**WORK TO BE COMPLETED**
Each record below must be written out exactly as given.

------------------------------

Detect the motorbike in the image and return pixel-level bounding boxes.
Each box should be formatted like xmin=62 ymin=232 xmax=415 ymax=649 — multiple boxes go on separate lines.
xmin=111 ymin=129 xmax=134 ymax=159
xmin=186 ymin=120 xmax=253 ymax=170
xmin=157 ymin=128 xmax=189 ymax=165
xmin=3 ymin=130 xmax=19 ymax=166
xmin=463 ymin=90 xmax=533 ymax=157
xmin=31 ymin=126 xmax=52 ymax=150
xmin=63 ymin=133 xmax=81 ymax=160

------------------------------

**ANSWER TO THIS EXERCISE**
Detect the motorbike in the image and return pixel-level bounding boxes.
Each box should be formatted like xmin=62 ymin=232 xmax=415 ymax=649 — multiple boxes go on separate lines.
xmin=111 ymin=129 xmax=134 ymax=159
xmin=186 ymin=120 xmax=253 ymax=170
xmin=157 ymin=128 xmax=189 ymax=165
xmin=3 ymin=130 xmax=19 ymax=166
xmin=463 ymin=90 xmax=533 ymax=157
xmin=31 ymin=126 xmax=52 ymax=150
xmin=63 ymin=133 xmax=81 ymax=160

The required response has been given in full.